— Start EXCERPT PROVIDED —

Hello,
the fix for https://code.djangoproject.com/ticket/27241 caused significant 
performance drop for my project, because it pretty much prevents posgresql 
from using indexes on the particular query. I use unmanaged tables because 
Django is used to display data from another project's database, so it has 
just read-only access to the database and I don't want to create any 
migrations for it.

Another solution I came up while writing this post would be to replace the
> feature flag by a callable that takes a model as a single parameter and 
> returns
> whether or not the optimization can be performed against it. The default
> implementation would return `mode._meta.managed` but it would make it 
> easier for
> users affected by this to override in order to opt-in or out based on their
> application logic.
>

This would be perfect for my (arguably niche) use case. Should I try to 
prepare a patch?

On Monday, May 22, 2017 at 5:05:38 AM UTC+2, charettes wrote:
>
> Hello fellow developers,
>
> As some of you may know PostgreSQL 9.1 added support for GROUP'ing BY
> selected table primary keys[0] only. Five years ago it was reported[1] that
> Django could rely on this feature to speed up aggregation on models backed
> up by tables with either many fields or a few large ones.

— End EXCERPT PROVIDED —
— Start DATA SUPPLIED —

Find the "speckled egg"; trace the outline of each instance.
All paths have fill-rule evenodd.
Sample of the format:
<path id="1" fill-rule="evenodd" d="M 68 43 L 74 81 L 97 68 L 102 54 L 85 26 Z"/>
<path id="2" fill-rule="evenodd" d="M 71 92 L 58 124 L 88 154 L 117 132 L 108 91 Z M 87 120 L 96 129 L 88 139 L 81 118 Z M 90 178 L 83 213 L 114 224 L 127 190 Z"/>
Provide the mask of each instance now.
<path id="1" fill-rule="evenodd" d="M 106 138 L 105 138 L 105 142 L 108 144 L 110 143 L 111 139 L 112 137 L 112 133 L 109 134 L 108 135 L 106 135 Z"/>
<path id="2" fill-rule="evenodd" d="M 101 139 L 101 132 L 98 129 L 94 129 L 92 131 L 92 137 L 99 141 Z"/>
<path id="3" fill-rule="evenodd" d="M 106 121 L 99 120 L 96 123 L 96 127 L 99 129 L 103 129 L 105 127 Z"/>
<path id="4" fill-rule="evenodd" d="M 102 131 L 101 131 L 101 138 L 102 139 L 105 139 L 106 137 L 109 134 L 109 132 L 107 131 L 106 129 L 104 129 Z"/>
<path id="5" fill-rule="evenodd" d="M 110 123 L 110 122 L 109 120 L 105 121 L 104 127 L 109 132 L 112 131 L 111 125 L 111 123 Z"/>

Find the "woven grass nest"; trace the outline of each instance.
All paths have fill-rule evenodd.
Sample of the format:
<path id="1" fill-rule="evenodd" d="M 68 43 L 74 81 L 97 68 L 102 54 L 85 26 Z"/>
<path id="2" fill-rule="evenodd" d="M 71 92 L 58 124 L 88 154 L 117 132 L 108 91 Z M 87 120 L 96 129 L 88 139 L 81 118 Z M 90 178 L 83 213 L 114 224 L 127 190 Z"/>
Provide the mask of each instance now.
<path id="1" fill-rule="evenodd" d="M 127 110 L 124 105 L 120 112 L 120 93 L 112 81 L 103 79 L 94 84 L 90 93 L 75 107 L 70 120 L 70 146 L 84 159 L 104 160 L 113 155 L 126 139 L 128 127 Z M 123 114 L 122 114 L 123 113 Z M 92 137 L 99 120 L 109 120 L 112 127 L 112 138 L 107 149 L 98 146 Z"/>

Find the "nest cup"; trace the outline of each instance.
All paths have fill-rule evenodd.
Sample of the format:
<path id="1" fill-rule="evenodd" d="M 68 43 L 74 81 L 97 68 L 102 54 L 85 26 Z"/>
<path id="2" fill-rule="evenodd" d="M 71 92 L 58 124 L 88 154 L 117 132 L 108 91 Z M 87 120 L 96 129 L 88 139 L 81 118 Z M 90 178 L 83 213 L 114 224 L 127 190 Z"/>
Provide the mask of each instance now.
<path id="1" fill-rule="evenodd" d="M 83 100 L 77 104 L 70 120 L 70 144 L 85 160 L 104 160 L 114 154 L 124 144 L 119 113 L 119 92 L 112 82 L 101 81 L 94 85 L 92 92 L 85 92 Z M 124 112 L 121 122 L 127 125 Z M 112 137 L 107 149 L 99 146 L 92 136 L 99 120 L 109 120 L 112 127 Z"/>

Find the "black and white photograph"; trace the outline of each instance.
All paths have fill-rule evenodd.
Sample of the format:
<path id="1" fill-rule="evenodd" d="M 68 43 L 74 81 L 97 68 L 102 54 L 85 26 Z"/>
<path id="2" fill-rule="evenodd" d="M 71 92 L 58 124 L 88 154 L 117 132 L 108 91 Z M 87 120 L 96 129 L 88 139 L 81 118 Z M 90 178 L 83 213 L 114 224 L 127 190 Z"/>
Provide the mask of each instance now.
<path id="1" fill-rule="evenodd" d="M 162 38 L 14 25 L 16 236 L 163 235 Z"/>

— End DATA SUPPLIED —
— Start DATA SUPPLIED —

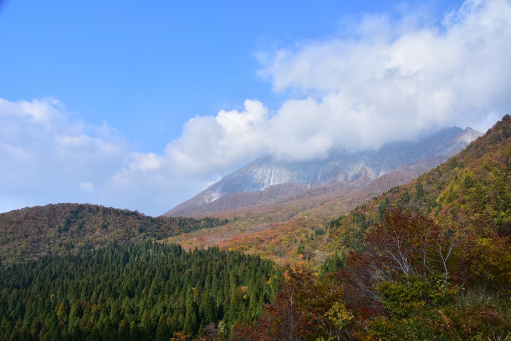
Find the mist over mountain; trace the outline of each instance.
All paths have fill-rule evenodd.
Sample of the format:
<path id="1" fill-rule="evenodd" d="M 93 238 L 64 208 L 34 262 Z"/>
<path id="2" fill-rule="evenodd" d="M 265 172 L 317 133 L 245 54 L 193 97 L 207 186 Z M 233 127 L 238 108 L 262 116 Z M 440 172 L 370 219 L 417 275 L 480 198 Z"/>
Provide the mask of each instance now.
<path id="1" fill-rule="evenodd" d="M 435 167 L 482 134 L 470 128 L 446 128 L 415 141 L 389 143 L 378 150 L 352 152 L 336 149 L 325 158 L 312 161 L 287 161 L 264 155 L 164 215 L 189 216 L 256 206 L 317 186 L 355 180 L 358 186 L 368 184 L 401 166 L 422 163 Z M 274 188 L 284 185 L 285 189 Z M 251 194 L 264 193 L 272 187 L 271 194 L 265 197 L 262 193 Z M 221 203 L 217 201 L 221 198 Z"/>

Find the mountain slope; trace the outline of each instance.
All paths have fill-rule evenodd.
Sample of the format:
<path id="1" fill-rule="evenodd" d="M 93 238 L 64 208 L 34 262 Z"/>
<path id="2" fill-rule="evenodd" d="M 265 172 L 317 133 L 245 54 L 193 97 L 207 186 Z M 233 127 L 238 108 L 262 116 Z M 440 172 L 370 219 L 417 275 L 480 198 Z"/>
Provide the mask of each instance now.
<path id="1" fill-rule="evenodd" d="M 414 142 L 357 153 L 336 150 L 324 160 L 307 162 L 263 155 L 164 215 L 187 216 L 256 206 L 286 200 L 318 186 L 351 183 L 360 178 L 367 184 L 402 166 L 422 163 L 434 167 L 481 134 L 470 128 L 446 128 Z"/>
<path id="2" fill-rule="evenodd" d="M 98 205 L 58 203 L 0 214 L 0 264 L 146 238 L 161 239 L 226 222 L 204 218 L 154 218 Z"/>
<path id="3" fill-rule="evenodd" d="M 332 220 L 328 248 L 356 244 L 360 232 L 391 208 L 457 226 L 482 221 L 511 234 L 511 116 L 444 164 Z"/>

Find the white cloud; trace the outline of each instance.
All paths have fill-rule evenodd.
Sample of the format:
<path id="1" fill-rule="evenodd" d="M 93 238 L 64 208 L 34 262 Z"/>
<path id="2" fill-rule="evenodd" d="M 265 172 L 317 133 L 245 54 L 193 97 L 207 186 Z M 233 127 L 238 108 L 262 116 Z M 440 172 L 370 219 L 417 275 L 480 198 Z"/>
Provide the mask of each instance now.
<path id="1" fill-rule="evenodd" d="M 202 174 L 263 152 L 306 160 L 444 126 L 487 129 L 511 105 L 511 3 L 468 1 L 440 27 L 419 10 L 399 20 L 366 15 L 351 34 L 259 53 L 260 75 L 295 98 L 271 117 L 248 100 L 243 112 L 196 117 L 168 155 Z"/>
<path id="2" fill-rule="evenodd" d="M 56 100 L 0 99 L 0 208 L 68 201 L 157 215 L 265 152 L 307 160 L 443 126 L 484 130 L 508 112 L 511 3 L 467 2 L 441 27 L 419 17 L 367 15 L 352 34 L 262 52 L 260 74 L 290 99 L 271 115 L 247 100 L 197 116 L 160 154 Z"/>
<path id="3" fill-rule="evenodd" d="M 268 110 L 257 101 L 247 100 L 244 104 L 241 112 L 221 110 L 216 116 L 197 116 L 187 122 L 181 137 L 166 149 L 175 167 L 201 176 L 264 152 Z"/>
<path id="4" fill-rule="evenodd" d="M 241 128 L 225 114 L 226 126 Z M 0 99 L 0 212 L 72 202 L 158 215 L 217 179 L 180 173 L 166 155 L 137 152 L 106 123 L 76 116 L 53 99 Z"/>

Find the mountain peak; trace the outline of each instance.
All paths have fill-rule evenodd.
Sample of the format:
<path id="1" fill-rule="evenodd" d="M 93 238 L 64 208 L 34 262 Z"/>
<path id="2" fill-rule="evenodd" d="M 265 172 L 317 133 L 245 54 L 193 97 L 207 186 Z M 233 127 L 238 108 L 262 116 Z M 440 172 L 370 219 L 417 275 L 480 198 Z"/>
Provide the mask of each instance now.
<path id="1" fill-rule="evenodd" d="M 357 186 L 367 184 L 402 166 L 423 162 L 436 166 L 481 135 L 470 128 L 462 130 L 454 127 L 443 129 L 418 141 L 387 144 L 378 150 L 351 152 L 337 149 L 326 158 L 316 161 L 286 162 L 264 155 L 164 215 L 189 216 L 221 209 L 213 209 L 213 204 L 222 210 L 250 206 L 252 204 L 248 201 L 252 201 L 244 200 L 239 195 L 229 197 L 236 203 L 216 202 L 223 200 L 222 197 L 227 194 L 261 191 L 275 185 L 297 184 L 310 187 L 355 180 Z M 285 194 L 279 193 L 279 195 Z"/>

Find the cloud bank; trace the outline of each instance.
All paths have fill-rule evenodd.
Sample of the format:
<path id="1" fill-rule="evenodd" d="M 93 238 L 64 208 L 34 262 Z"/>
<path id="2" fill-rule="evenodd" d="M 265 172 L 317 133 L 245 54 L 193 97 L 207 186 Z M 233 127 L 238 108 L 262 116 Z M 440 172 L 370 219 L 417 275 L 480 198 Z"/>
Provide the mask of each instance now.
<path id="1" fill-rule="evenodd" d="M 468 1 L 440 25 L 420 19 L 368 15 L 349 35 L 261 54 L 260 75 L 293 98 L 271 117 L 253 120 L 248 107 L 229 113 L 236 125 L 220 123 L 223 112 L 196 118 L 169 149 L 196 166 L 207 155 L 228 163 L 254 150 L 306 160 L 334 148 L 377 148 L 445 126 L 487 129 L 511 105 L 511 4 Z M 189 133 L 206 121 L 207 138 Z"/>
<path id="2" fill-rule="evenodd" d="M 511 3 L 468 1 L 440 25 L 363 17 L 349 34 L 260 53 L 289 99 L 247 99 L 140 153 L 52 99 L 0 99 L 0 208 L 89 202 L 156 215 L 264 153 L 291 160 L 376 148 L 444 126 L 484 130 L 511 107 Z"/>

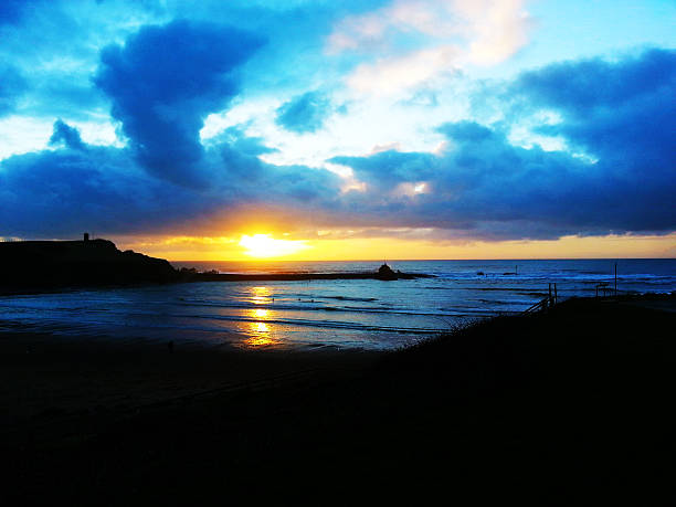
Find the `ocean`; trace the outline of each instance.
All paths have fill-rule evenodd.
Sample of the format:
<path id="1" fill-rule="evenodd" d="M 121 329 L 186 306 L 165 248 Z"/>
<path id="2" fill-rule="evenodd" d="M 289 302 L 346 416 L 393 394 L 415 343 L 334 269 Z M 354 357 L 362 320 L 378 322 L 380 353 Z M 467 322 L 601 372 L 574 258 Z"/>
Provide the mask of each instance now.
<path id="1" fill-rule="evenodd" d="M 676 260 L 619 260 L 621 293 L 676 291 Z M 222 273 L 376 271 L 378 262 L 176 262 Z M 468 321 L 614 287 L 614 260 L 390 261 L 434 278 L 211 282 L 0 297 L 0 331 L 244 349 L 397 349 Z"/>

— End DATA SUPPLIED —
— Start DATA SUPPLIED —

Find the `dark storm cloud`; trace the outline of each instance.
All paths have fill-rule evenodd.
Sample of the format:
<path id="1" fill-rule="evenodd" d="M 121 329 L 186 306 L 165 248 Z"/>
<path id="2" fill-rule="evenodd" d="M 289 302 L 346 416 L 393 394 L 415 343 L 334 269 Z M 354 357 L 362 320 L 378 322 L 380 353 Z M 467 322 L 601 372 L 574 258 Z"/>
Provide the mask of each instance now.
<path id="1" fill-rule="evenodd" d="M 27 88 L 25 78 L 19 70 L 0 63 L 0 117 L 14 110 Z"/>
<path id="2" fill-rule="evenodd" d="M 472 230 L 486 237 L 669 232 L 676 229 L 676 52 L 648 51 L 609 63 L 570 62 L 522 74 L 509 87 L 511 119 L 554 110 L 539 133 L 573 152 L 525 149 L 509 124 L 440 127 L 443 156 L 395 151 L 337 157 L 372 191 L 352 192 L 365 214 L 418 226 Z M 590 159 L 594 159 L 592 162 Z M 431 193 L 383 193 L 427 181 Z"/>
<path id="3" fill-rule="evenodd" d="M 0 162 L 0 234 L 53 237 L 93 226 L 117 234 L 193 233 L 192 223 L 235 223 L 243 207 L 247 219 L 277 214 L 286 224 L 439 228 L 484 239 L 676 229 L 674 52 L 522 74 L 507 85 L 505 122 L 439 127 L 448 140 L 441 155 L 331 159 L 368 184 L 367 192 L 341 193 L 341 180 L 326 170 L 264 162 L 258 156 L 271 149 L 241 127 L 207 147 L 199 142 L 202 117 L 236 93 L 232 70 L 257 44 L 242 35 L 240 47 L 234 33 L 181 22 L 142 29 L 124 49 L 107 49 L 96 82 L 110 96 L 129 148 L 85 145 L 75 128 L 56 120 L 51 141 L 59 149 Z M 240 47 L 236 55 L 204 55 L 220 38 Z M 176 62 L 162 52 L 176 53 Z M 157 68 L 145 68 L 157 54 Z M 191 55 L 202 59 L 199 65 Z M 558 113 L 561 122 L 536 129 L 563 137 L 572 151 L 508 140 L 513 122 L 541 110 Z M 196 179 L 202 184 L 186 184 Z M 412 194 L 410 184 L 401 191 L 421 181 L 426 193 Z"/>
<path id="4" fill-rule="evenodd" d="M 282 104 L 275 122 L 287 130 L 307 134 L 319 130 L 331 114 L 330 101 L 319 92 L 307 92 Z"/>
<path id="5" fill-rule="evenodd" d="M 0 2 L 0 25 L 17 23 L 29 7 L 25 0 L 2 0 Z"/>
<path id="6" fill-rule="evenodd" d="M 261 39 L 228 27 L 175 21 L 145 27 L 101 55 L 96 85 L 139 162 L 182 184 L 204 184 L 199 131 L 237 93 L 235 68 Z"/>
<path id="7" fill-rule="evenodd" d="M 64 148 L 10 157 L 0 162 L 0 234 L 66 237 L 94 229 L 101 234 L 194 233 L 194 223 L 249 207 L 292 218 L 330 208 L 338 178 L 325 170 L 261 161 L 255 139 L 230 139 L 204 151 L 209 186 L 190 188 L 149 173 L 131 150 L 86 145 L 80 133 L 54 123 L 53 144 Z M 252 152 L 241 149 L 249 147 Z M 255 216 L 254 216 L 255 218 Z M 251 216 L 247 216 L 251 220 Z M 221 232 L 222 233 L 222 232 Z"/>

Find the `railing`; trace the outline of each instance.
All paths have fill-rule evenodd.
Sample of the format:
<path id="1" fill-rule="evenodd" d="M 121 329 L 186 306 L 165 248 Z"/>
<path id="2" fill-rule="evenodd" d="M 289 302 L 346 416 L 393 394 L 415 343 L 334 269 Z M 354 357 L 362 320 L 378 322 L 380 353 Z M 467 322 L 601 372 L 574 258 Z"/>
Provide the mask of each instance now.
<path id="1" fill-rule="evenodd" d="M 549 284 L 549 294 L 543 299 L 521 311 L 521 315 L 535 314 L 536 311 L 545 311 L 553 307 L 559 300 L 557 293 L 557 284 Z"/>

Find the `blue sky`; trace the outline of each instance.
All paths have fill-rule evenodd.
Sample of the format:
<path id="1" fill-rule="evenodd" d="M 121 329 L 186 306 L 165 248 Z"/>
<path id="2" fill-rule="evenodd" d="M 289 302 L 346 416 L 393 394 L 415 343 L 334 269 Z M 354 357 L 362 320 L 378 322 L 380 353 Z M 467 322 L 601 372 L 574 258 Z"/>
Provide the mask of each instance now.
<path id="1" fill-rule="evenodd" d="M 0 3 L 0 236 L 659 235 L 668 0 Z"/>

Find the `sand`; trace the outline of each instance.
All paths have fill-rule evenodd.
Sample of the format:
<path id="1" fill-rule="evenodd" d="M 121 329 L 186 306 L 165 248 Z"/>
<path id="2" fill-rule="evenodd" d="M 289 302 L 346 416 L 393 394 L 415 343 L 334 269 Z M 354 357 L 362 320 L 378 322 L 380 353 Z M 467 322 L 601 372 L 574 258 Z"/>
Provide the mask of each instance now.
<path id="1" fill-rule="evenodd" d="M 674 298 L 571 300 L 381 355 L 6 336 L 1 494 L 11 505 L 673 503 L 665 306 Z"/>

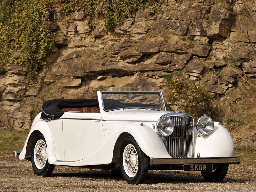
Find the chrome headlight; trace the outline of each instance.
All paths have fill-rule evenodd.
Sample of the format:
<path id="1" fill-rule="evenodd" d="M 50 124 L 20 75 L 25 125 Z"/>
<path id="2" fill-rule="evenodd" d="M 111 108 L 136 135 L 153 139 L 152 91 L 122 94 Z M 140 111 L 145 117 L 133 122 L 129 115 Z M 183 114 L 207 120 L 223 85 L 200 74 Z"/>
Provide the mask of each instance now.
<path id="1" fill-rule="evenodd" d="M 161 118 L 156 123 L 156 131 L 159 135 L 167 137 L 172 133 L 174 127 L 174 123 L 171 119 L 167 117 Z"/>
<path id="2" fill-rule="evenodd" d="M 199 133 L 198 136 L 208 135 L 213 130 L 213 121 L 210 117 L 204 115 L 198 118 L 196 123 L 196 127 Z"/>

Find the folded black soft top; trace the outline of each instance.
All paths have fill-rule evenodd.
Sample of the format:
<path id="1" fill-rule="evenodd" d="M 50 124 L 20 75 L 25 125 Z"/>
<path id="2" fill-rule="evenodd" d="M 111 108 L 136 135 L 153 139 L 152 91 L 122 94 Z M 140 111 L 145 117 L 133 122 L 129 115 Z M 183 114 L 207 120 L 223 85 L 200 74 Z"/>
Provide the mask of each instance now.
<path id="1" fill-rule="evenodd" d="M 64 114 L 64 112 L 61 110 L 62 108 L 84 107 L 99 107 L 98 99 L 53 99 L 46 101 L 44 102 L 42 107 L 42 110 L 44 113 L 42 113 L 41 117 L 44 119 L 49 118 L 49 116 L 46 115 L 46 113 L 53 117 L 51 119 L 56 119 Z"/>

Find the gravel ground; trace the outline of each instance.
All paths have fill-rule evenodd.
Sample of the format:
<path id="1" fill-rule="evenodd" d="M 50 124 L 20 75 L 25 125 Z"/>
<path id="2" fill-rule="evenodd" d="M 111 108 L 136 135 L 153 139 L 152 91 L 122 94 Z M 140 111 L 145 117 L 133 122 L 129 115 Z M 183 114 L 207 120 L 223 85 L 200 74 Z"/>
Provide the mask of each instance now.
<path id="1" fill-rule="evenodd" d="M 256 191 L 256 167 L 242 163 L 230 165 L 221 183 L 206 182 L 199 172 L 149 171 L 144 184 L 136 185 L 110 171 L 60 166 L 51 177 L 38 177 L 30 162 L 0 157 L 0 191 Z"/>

— End DATA SUPPLIED —

(DIRECTIVES):
(a) Output the part of the Django mailing-list post that starts with "Another solution I" and goes on through "prepare a patch?", copied word for word.
(b) Go on with the Django mailing-list post about the PostgreSQL GROUP BY optimization from the point where it stops.

(ANSWERS PROVIDED):
(a)
Another solution I came up while writing this post would be to replace the
> feature flag by a callable that takes a model as a single parameter and 
> returns
> whether or not the optimization can be performed against it. The default
> implementation would return `mode._meta.managed` but it would make it 
> easier for
> users affected by this to override in order to opt-in or out based on their
> application logic.
>

This would be perfect for my (arguably niche) use case. Should I try to 
prepare a patch?

(b)
>
> Being affected by this slow down myself I decided to dive into the ORM 
> internals
> and managed to get a patch that made it in 1.9[2] thanks to Anssi's and 
> Josh's
> review[3].
>
> One subtle thing I didn't know back in the time is that PostgreSQL query 
> planner
> isn't able to introspect database views columns' functional dependency 
> like it
> does with tables and thus prevents the primary key GROUP'ing optimization 
> from
> being used.
>
> While Django doesn't support database views officially it documents that
> unmanaged models can be used to query them[4] and thereby perform 
> aggregation on
> them and generating an invalid query.
>
> This was initially reported as a crashing bug 9 months ago[5] and the 
> consensus
> at this time was that it was an esoteric edge case since there was few 
> reports
> of breakages and it went off my radar. Fast-forward to a month ago, this is
> reported again[6] and it takes the reporter quite a lot of effort to 
> determine
> the origin of the issue, pushing me to come up with a solution as I 
> introduced
> this behavior.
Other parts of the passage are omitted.